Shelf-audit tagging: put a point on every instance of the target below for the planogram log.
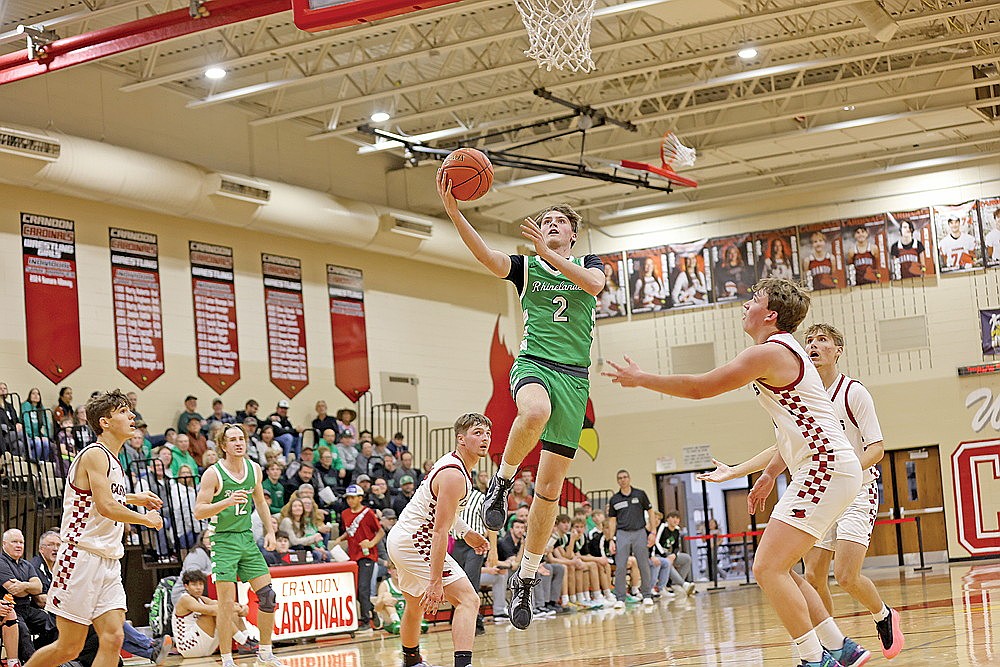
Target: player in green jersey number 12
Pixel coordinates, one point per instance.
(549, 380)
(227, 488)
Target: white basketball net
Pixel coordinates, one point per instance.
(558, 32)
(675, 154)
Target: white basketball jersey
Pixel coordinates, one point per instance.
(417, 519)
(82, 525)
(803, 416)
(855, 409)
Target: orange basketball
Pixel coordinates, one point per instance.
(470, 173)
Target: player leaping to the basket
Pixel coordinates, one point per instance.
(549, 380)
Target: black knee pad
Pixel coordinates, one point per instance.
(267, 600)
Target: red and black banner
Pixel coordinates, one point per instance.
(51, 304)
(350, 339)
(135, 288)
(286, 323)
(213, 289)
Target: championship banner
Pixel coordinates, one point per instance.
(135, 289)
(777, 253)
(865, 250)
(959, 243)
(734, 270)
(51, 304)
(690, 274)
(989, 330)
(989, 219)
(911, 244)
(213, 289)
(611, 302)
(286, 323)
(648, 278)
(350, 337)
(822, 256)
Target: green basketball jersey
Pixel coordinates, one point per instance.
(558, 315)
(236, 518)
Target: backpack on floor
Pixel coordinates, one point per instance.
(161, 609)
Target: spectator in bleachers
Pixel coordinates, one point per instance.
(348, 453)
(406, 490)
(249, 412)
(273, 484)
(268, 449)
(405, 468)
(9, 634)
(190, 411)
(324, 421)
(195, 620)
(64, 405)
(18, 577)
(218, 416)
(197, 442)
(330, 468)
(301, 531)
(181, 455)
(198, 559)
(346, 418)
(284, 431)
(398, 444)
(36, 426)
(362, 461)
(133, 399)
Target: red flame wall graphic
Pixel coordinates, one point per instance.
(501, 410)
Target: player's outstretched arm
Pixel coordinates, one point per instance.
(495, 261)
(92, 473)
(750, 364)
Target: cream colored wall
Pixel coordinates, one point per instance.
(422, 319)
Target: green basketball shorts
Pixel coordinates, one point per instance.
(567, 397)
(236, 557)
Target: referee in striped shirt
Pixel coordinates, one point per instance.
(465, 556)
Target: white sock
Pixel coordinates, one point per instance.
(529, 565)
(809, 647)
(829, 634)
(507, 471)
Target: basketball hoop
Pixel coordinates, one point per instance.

Aim: Extract every line of the material above word for word, omitting the picture.

Task solution:
Shelf-audit tagging: put a point on every instance of the target below for the planogram log.
Target: player in green jersey number 12
Pixel coordinates, one point per instance.
(549, 380)
(227, 488)
Target: white basketball net
Pixel coordinates, one point per instance.
(558, 32)
(675, 154)
Target: white basketball jersey
Pixel coordinates, one point per instance.
(417, 519)
(82, 525)
(803, 416)
(855, 409)
Target: orange basketball
Pixel coordinates, one point per instance.
(470, 173)
Target: player leaping to the basket
Pixel coordinates, one point per instance.
(549, 380)
Target: black knee pad
Pixel coordinates, one point per instance.
(267, 600)
Target: red and black banner
Pixel coordinates, one point per instance.
(51, 304)
(350, 339)
(135, 288)
(286, 323)
(213, 289)
Target: championship banner
Pixel coordinates, one point per instance.
(135, 289)
(777, 253)
(865, 250)
(959, 243)
(734, 270)
(51, 304)
(690, 274)
(989, 330)
(989, 219)
(911, 244)
(213, 289)
(611, 302)
(286, 323)
(648, 278)
(350, 337)
(822, 256)
Target: green basketball jersey
Pixel coordinates, one point per instance.
(558, 315)
(236, 518)
Target: backpack on floor
Pixel coordinates, one point per instance.
(161, 609)
Target: spectator in bleachers
Pixel coordinates, one point per instance.
(348, 453)
(406, 490)
(249, 412)
(273, 484)
(268, 449)
(405, 468)
(9, 634)
(190, 411)
(324, 421)
(195, 620)
(64, 405)
(18, 577)
(218, 416)
(197, 442)
(330, 468)
(301, 531)
(181, 455)
(198, 559)
(346, 418)
(284, 431)
(398, 444)
(36, 426)
(362, 461)
(133, 399)
Target: red flame wall graphic
Pixel coordinates, one point per instance.
(501, 410)
Target: player's outstretched arm
Pixel coordinates, one point per instance.
(495, 261)
(92, 473)
(750, 364)
Target: cream colored wall
Pixel coordinates, one point per instance.
(422, 319)
Target: green basketball shorts
Pixel coordinates, one point per instance.
(567, 397)
(236, 557)
Target: referee in striped shirt
Pixel coordinates, one point per instance.
(465, 556)
Target: white sock
Pixel coordinates, one point per instance.
(529, 565)
(809, 647)
(829, 634)
(507, 471)
Target: basketball hoop
Pixel coordinates, one point per instance.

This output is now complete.